── Supplied data ──

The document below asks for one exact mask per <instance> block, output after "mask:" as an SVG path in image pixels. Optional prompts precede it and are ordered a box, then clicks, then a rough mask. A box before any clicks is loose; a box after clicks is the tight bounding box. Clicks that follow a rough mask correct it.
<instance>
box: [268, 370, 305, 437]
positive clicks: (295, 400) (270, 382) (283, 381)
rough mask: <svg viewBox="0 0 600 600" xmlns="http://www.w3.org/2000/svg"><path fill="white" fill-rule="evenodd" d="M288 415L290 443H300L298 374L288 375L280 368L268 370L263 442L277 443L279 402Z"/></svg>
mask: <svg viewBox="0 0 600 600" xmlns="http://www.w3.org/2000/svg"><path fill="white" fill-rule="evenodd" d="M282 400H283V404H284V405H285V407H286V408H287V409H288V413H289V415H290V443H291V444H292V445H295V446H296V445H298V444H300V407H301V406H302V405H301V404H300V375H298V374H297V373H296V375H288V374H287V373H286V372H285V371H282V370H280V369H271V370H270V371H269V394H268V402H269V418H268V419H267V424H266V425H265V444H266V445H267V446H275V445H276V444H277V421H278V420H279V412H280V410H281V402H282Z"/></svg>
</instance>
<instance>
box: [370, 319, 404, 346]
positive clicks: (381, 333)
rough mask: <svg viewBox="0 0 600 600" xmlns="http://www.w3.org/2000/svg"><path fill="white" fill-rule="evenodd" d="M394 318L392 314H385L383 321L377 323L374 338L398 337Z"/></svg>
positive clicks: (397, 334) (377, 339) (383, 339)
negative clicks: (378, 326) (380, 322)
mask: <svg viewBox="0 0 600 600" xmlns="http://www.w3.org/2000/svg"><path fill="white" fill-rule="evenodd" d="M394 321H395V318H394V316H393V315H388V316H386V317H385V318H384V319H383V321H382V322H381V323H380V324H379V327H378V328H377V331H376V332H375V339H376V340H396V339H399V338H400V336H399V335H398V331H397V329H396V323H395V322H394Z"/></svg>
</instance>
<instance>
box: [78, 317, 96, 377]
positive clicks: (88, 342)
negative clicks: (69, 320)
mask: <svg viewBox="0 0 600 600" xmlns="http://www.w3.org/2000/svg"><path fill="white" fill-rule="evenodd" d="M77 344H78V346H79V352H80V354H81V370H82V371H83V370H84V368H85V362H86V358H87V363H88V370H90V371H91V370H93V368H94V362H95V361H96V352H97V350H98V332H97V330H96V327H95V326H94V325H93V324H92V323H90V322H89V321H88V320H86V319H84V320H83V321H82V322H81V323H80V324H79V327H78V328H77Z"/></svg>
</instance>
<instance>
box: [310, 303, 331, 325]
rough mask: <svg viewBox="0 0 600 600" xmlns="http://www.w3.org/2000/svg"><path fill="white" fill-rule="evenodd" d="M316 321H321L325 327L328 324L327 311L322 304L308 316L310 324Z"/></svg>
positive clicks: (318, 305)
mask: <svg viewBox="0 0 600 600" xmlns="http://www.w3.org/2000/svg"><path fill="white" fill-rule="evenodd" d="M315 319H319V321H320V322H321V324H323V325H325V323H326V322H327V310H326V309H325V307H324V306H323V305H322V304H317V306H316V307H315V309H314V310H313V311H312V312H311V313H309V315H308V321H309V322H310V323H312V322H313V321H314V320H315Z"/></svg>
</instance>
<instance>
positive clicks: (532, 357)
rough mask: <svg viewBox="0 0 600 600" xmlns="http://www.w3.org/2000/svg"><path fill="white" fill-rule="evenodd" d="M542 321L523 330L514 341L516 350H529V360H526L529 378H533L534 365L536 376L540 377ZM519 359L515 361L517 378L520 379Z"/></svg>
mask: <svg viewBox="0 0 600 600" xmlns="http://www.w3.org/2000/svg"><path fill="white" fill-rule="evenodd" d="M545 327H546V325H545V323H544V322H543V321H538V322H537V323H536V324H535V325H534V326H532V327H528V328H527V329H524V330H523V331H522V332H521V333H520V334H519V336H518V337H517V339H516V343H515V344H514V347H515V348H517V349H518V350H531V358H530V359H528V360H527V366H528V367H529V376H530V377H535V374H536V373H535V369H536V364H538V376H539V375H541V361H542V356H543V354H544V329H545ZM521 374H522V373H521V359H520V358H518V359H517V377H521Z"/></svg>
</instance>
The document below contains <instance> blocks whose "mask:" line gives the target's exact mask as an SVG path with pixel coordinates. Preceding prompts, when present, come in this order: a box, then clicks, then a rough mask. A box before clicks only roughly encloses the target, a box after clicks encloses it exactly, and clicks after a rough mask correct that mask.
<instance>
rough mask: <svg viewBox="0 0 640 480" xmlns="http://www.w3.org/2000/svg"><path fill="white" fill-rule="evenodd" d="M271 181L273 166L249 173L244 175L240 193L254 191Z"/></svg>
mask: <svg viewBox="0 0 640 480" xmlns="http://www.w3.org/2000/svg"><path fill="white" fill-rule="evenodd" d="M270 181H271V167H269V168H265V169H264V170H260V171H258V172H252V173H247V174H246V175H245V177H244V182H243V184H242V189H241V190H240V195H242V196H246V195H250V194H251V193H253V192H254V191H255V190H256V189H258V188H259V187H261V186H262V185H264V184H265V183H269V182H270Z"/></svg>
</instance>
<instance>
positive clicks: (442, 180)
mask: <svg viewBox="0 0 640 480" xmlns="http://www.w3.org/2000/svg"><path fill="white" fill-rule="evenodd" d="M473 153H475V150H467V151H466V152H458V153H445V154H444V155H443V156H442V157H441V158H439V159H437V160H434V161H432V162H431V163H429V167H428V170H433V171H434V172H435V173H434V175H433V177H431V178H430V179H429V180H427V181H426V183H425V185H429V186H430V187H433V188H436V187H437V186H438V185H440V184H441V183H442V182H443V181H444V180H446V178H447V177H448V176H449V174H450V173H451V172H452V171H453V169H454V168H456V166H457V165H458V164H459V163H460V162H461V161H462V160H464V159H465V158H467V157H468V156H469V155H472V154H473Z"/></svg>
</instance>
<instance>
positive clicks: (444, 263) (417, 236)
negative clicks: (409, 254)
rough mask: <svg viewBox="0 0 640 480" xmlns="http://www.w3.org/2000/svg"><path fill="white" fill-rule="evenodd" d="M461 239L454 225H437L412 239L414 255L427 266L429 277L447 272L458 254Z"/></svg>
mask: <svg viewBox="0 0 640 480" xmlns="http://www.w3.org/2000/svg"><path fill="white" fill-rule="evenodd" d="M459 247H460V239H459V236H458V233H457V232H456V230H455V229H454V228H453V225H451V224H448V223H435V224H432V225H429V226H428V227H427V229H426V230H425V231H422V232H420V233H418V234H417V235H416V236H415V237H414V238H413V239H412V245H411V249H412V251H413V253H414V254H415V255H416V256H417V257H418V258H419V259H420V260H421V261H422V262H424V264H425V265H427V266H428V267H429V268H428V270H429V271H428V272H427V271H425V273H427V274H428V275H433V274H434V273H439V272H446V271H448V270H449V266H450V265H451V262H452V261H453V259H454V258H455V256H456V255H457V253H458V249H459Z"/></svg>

───

• _Task objective_:
What is needed is a word-for-word copy of all the records above.

• _Task result_:
The document below asks for one exact mask per <instance> block, output after "mask:" as an SVG path in image pixels. Optional prompts precede it and are ordered a box, then clicks, then a rough mask. A box before any clicks is loose; a box after clicks is the tight bounding box. Clicks that follow a rough mask correct it.
<instance>
box: [268, 370, 305, 437]
positive clicks: (295, 400) (270, 382) (283, 381)
rough mask: <svg viewBox="0 0 600 600" xmlns="http://www.w3.org/2000/svg"><path fill="white" fill-rule="evenodd" d="M288 415L290 443H300L298 374L288 375L280 368L268 370L263 442L277 443L279 402Z"/></svg>
mask: <svg viewBox="0 0 600 600" xmlns="http://www.w3.org/2000/svg"><path fill="white" fill-rule="evenodd" d="M282 400H283V404H284V405H285V407H286V408H287V409H288V413H289V415H290V443H291V444H292V445H295V446H296V445H298V444H300V407H301V406H302V405H301V404H300V375H298V374H297V373H296V375H288V374H287V373H286V372H285V371H282V370H280V369H271V370H270V371H269V394H268V402H269V418H268V419H267V424H266V425H265V444H266V445H267V446H275V445H276V444H277V421H278V420H279V412H280V410H281V402H282Z"/></svg>
</instance>
<instance>
box: [370, 319, 404, 346]
positive clicks: (381, 333)
rough mask: <svg viewBox="0 0 600 600" xmlns="http://www.w3.org/2000/svg"><path fill="white" fill-rule="evenodd" d="M394 318L392 314H385L383 321L377 323L374 338L398 337Z"/></svg>
positive clicks: (397, 334) (377, 339) (383, 339)
negative clicks: (378, 326) (380, 322)
mask: <svg viewBox="0 0 600 600" xmlns="http://www.w3.org/2000/svg"><path fill="white" fill-rule="evenodd" d="M394 321H395V318H394V316H393V315H388V316H386V317H385V318H384V319H383V321H382V322H381V323H380V324H379V327H378V328H377V331H376V332H375V339H376V340H396V339H399V338H400V336H399V335H398V331H397V329H396V323H395V322H394Z"/></svg>
</instance>
<instance>
box: [78, 317, 96, 377]
positive clicks: (88, 342)
negative clicks: (69, 320)
mask: <svg viewBox="0 0 600 600" xmlns="http://www.w3.org/2000/svg"><path fill="white" fill-rule="evenodd" d="M77 344H78V346H79V352H80V354H81V370H82V371H83V370H84V368H85V362H86V358H87V363H88V370H90V371H91V370H93V368H94V362H95V361H96V352H97V350H98V332H97V330H96V327H95V326H94V325H93V324H92V323H90V322H89V321H88V320H86V319H84V320H83V321H82V322H81V323H80V324H79V327H78V328H77Z"/></svg>
</instance>
<instance>
box: [310, 303, 331, 325]
rough mask: <svg viewBox="0 0 600 600" xmlns="http://www.w3.org/2000/svg"><path fill="white" fill-rule="evenodd" d="M316 321H321L325 327L328 324L327 311L322 304L308 316L310 324Z"/></svg>
positive clicks: (318, 305)
mask: <svg viewBox="0 0 600 600" xmlns="http://www.w3.org/2000/svg"><path fill="white" fill-rule="evenodd" d="M315 319H319V321H320V322H321V324H323V325H325V323H326V322H327V310H326V309H325V307H324V306H323V305H322V304H317V306H316V307H315V309H314V310H313V311H312V312H311V313H309V315H308V321H309V322H310V323H312V322H313V321H314V320H315Z"/></svg>
</instance>
<instance>
positive clicks: (532, 357)
rough mask: <svg viewBox="0 0 600 600" xmlns="http://www.w3.org/2000/svg"><path fill="white" fill-rule="evenodd" d="M542 321L523 330L514 341L516 350H529V360H526L529 378H533L534 365L536 376L540 377ZM519 359L515 361L517 378L520 379Z"/></svg>
mask: <svg viewBox="0 0 600 600" xmlns="http://www.w3.org/2000/svg"><path fill="white" fill-rule="evenodd" d="M545 327H546V325H545V323H544V322H543V321H538V322H537V323H536V324H535V325H534V326H532V327H528V328H527V329H524V330H523V331H522V332H521V333H520V334H519V336H518V337H517V339H516V343H515V344H514V347H515V348H517V349H518V350H531V358H530V359H528V360H527V366H528V367H529V376H530V377H535V374H536V373H535V369H536V364H538V376H539V375H541V361H542V356H543V354H544V329H545ZM521 374H522V373H521V359H520V358H518V359H517V377H521Z"/></svg>
</instance>
The document below contains <instance> blocks whose "mask:" line gives the target's exact mask as an SVG path with pixel coordinates. Preceding prompts, when present, come in this order: a box, then clicks, then a rough mask. A box before clicks only roughly encloses the target, a box after clicks encloses it exactly, and clicks after a rough mask correct that mask.
<instance>
rough mask: <svg viewBox="0 0 640 480" xmlns="http://www.w3.org/2000/svg"><path fill="white" fill-rule="evenodd" d="M271 181L273 166L249 173L244 175L240 193L254 191Z"/></svg>
mask: <svg viewBox="0 0 640 480" xmlns="http://www.w3.org/2000/svg"><path fill="white" fill-rule="evenodd" d="M270 181H271V167H269V168H265V169H264V170H260V171H258V172H252V173H247V174H246V175H245V177H244V182H243V184H242V189H241V190H240V195H242V196H246V195H250V194H251V193H253V192H254V191H255V190H256V189H258V188H259V187H261V186H262V185H264V184H265V183H269V182H270Z"/></svg>
</instance>
<instance>
positive clicks: (442, 180)
mask: <svg viewBox="0 0 640 480" xmlns="http://www.w3.org/2000/svg"><path fill="white" fill-rule="evenodd" d="M473 153H475V150H467V151H466V152H458V153H445V154H444V155H443V156H442V157H441V158H439V159H437V160H434V161H432V162H431V163H429V167H428V170H433V171H434V172H435V173H434V175H433V177H431V178H430V179H429V180H427V181H426V183H425V185H429V186H430V187H433V188H436V187H437V186H438V185H440V184H441V183H442V182H443V181H444V180H446V178H447V177H448V176H449V174H450V173H451V172H452V171H453V169H454V168H456V166H457V165H458V164H459V163H460V162H461V161H462V160H464V159H465V158H467V157H468V156H469V155H472V154H473Z"/></svg>
</instance>
<instance>
positive clicks: (444, 263) (417, 236)
negative clicks: (409, 254)
rough mask: <svg viewBox="0 0 640 480" xmlns="http://www.w3.org/2000/svg"><path fill="white" fill-rule="evenodd" d="M461 239L454 225H437L412 239L414 255L427 266L429 277L447 272L458 254Z"/></svg>
mask: <svg viewBox="0 0 640 480" xmlns="http://www.w3.org/2000/svg"><path fill="white" fill-rule="evenodd" d="M459 247H460V239H459V236H458V233H457V232H456V230H455V229H454V228H453V225H451V224H448V223H435V224H432V225H429V226H428V227H427V229H426V230H425V231H422V232H420V233H418V234H417V235H416V236H415V237H414V238H413V239H412V245H411V249H412V251H413V253H414V254H415V255H416V256H417V257H418V258H419V259H420V260H421V261H422V262H424V264H425V265H427V266H428V267H429V268H428V270H429V271H428V272H427V271H425V273H427V274H428V275H433V274H434V273H439V272H446V271H448V270H449V266H450V265H451V262H452V261H453V259H454V258H455V256H456V255H457V253H458V249H459Z"/></svg>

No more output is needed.